**TEXT**
"""

Die Anschläge in Norwegen haben ganz Europa schockiert. Auch unser Land trauert um die vielen Toten. Das Entsetzen über die Wahnsinnstat ist umso größer, weil wehrlose junge Menschen zu Opfern wurden. Jugendliche, die sich über die Ferien freuten und sich gemeinsam für eine bessere Welt politisch engagieren wollten. Unfassbar, welches Leid ihnen angetan wurde. Dieses abscheuliche Massaker war auch ein Angriff auf unsere Kultur, auf die westliche Wertegemeinschaft. Norwegen steht, wie viele skandinavische Länder, für eine idealtypische, europäische Demokratie, die jedem Menschen Recht und Freiheit garantiert - unabhängig von Glaube, Hautfarbe oder Herkunft. Darauf hatte es der Täter abgesehen. Wenn er keinen Erfolg haben soll, darf uns seine Bluttat nicht in Angst versetzen.

Es ist eine furchtbare Erkenntnis, dass der Terror im Herzen einer europäischen Hauptstadt zuschlagen kann, dass bewusst Jagd auf junge Leute gemacht wurde. Aber wir dürfen es nicht zulassen, unseren von Freiheit und Großzügigkeit geprägten Lebensstil panischem Sicherheitsdenken zu opfern. Eine offene und liberale Gesellschaft gibt es nicht ohne Risiko.

"""

Datensätze
"""

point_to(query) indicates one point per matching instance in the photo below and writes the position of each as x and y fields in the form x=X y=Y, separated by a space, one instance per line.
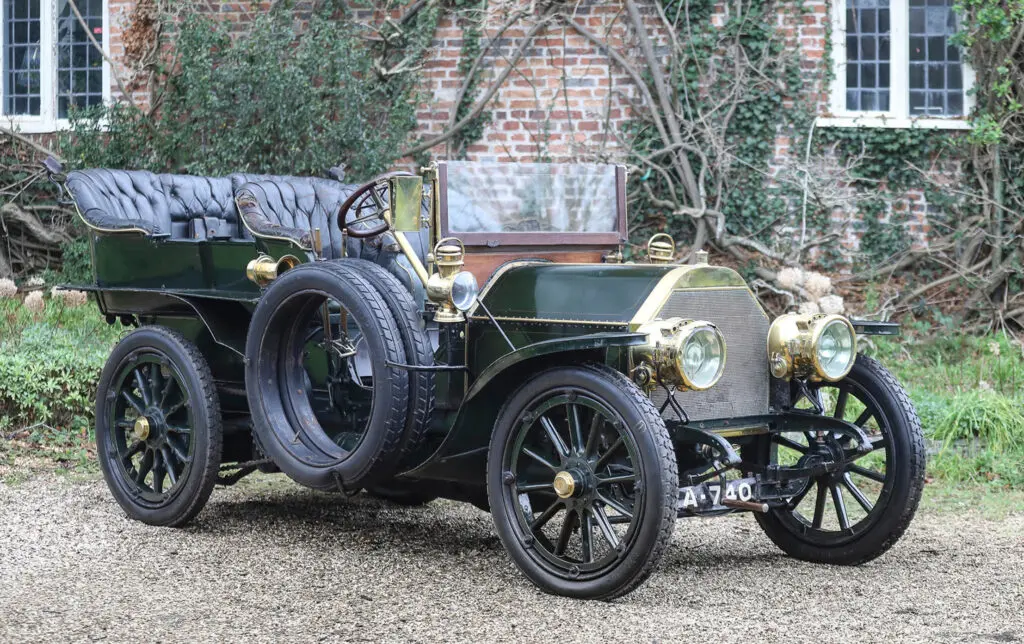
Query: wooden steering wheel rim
x=359 y=191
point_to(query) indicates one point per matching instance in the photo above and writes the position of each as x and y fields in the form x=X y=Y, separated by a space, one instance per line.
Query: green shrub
x=49 y=365
x=285 y=99
x=995 y=420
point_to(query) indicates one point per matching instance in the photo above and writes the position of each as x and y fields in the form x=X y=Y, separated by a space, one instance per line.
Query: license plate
x=709 y=497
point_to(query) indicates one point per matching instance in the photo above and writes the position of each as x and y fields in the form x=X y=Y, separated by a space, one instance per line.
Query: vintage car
x=336 y=333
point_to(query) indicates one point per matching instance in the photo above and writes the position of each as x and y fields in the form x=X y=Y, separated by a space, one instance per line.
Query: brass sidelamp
x=453 y=289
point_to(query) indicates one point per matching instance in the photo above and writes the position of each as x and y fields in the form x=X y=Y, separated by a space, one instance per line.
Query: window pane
x=20 y=57
x=936 y=72
x=867 y=46
x=80 y=78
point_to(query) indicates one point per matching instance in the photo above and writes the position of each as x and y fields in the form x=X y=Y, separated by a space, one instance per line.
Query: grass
x=969 y=392
x=49 y=363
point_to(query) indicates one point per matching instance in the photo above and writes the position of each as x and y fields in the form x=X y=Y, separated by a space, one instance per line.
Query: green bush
x=287 y=98
x=49 y=365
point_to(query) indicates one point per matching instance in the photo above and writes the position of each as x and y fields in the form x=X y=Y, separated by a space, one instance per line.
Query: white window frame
x=47 y=120
x=898 y=115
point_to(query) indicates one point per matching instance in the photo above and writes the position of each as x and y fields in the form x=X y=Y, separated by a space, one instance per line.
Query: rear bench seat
x=184 y=207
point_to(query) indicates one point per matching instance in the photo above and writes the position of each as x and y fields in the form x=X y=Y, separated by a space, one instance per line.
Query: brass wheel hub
x=564 y=484
x=141 y=428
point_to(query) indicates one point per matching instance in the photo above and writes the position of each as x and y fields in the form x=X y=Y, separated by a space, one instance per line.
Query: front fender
x=462 y=456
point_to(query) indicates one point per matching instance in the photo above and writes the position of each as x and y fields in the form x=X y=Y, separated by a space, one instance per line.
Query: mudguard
x=462 y=456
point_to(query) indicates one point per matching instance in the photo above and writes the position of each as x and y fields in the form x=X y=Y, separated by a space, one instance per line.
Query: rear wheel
x=857 y=513
x=158 y=427
x=327 y=402
x=582 y=482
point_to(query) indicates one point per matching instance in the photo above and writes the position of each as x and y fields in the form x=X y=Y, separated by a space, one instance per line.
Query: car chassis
x=336 y=333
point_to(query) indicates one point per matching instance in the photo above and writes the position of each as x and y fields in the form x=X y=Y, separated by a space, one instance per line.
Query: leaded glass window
x=22 y=51
x=80 y=67
x=936 y=75
x=867 y=55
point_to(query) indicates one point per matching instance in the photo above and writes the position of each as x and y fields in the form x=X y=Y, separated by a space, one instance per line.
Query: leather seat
x=121 y=200
x=193 y=207
x=293 y=207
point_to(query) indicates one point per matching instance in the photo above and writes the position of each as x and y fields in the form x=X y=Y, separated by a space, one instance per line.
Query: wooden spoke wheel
x=858 y=511
x=582 y=482
x=158 y=427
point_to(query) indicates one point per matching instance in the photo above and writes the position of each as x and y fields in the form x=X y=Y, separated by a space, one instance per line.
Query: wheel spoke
x=168 y=467
x=785 y=441
x=135 y=447
x=844 y=519
x=841 y=402
x=576 y=431
x=177 y=405
x=143 y=468
x=856 y=492
x=133 y=401
x=819 y=507
x=565 y=533
x=607 y=455
x=532 y=487
x=552 y=432
x=595 y=431
x=866 y=473
x=540 y=459
x=799 y=498
x=178 y=454
x=614 y=505
x=140 y=384
x=587 y=537
x=620 y=478
x=166 y=391
x=863 y=418
x=542 y=520
x=602 y=522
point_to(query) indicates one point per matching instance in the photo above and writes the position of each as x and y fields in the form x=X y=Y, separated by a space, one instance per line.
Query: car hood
x=608 y=294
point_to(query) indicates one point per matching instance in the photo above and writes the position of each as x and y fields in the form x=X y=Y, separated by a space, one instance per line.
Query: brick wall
x=565 y=99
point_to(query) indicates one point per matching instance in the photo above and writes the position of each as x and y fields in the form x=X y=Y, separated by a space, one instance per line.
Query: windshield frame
x=498 y=239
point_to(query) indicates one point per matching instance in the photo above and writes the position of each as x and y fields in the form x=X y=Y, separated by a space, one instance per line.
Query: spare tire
x=326 y=404
x=418 y=351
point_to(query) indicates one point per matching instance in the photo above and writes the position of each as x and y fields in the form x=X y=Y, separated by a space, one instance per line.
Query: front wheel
x=582 y=482
x=856 y=513
x=158 y=427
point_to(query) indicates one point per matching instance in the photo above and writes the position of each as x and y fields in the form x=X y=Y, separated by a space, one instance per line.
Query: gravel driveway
x=269 y=561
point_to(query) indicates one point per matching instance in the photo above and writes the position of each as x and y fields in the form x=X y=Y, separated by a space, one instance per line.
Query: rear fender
x=462 y=456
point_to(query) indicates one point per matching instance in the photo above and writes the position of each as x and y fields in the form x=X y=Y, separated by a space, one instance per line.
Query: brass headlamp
x=688 y=354
x=265 y=269
x=813 y=346
x=453 y=289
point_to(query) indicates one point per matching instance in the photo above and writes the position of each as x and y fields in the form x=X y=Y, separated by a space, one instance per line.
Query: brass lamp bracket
x=662 y=249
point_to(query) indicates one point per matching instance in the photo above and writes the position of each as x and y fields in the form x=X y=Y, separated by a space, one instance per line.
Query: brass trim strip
x=549 y=319
x=93 y=226
x=262 y=235
x=410 y=253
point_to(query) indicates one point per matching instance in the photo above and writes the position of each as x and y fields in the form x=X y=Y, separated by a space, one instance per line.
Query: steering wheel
x=371 y=197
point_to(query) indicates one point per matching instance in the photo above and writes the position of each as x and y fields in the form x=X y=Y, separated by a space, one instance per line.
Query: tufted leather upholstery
x=201 y=207
x=121 y=200
x=194 y=207
x=292 y=207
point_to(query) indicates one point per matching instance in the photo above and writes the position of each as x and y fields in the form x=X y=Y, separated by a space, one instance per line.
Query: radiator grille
x=743 y=387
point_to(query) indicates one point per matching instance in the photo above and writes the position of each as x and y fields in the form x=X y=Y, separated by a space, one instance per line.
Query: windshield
x=531 y=198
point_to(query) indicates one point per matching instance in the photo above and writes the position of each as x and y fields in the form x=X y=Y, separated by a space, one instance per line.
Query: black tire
x=898 y=439
x=408 y=494
x=275 y=380
x=418 y=351
x=643 y=496
x=175 y=394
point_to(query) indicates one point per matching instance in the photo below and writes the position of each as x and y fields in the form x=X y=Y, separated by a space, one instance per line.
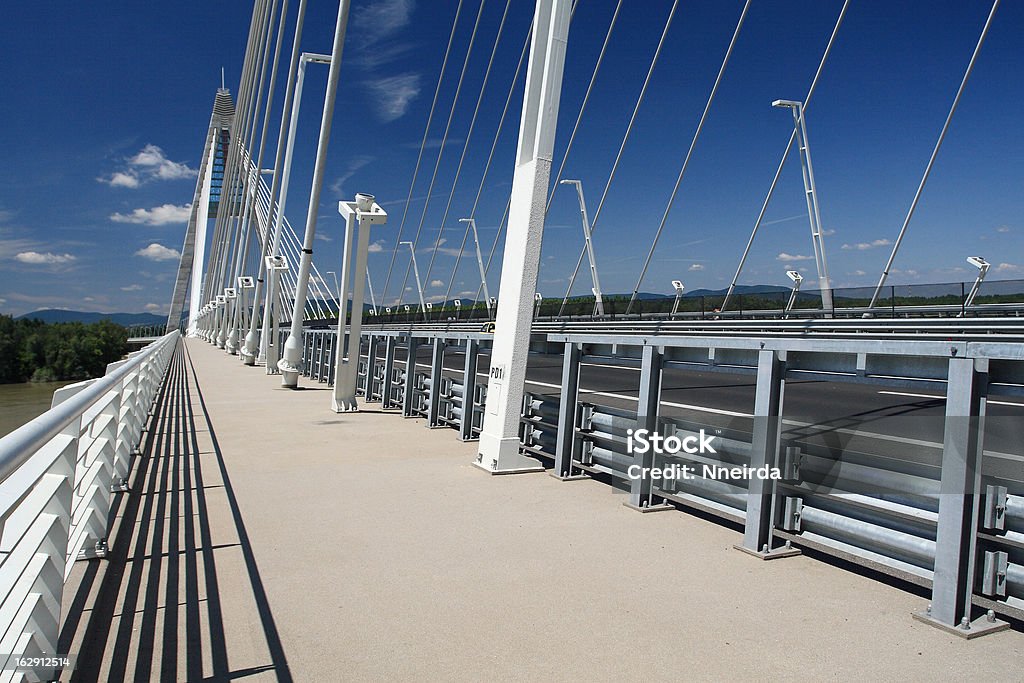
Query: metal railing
x=58 y=475
x=946 y=514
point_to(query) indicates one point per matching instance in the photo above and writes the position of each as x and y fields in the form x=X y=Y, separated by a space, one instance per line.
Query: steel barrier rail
x=57 y=477
x=995 y=311
x=953 y=329
x=919 y=521
x=890 y=514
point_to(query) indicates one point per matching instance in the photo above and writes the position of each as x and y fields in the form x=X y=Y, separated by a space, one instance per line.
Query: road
x=844 y=417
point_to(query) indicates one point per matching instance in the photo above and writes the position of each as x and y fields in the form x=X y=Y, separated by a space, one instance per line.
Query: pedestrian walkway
x=267 y=538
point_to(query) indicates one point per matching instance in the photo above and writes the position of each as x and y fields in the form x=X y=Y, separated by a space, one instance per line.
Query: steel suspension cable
x=423 y=144
x=785 y=154
x=935 y=153
x=568 y=146
x=583 y=107
x=622 y=147
x=440 y=150
x=491 y=157
x=689 y=154
x=211 y=284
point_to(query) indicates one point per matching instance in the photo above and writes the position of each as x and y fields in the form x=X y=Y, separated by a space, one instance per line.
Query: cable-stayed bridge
x=229 y=528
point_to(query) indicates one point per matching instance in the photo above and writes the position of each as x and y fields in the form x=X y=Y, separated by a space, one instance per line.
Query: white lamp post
x=678 y=286
x=813 y=214
x=983 y=267
x=797 y=280
x=363 y=213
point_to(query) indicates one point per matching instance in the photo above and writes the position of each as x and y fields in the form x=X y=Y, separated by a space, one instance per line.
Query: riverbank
x=23 y=401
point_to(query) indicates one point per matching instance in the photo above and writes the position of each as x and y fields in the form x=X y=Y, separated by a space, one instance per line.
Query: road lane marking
x=928 y=395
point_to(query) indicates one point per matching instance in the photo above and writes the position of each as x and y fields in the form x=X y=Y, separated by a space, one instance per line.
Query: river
x=22 y=402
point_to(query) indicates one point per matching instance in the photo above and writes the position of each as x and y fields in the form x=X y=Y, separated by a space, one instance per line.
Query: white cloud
x=864 y=246
x=161 y=215
x=153 y=159
x=156 y=252
x=150 y=164
x=377 y=20
x=353 y=167
x=35 y=258
x=393 y=94
x=121 y=179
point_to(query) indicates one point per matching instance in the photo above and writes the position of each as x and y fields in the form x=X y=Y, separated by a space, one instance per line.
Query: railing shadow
x=155 y=611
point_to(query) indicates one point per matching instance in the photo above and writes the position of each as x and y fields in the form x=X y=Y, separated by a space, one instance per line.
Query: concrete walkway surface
x=266 y=538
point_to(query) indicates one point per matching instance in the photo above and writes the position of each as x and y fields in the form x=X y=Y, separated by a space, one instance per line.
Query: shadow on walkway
x=179 y=594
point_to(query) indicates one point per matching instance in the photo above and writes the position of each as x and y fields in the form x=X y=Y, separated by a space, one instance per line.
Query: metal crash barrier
x=949 y=516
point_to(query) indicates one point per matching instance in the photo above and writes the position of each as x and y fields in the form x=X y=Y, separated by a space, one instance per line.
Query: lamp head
x=791 y=103
x=978 y=262
x=364 y=202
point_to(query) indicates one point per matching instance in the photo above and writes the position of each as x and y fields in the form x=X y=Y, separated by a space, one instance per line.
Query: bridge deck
x=269 y=538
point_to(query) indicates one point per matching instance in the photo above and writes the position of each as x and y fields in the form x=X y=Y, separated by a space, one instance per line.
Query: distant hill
x=127 y=319
x=742 y=289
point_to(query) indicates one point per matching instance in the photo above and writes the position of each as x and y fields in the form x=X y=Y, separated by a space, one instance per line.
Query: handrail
x=17 y=446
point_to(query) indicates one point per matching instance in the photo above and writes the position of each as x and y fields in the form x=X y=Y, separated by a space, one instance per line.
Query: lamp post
x=270 y=341
x=363 y=213
x=797 y=280
x=678 y=286
x=598 y=302
x=279 y=215
x=813 y=213
x=983 y=267
x=290 y=365
x=416 y=271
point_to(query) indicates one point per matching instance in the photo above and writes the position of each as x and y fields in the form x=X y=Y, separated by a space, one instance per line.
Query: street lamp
x=983 y=267
x=416 y=271
x=797 y=280
x=270 y=344
x=678 y=286
x=598 y=302
x=364 y=213
x=813 y=212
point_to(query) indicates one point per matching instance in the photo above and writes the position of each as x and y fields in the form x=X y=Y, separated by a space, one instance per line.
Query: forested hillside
x=36 y=351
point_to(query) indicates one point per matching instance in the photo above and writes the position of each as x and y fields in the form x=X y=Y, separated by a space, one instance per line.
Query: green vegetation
x=36 y=351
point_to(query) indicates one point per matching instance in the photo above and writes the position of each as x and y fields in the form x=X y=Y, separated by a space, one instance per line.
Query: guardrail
x=949 y=516
x=958 y=329
x=58 y=474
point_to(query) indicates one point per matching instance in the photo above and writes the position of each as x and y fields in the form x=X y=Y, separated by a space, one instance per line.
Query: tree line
x=35 y=351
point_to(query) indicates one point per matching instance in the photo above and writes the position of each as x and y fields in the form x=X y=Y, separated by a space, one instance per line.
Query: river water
x=22 y=402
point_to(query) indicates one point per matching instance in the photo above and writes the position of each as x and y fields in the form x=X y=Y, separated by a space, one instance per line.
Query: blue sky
x=104 y=113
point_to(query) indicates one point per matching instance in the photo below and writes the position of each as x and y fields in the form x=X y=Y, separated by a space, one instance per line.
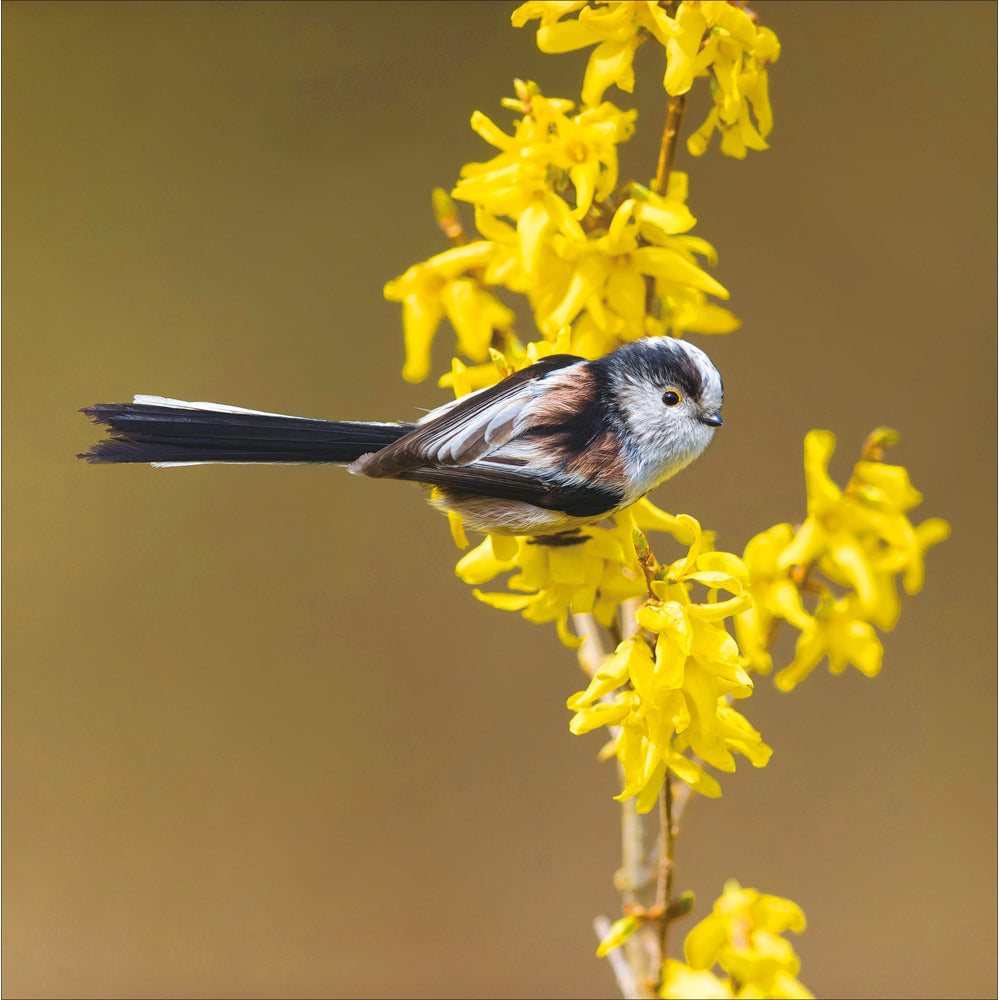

"""

Geben Sie den Abschnitt des Textes über die Anschläge in Norwegen von "Es ist eine" bis einschließlich "nicht ohne Risiko." erneut wieder und tauschen Sie dabei "Terror" gegen "Hass" aus.

Es ist eine furchtbare Erkenntnis, dass der Hass im Herzen einer europäischen Hauptstadt zuschlagen kann, dass bewusst Jagd auf junge Leute gemacht wurde. Aber wir dürfen es nicht zulassen, unseren von Freiheit und Großzügigkeit geprägten Lebensstil panischem Sicherheitsdenken zu opfern. Eine offene und liberale Gesellschaft gibt es nicht ohne Risiko.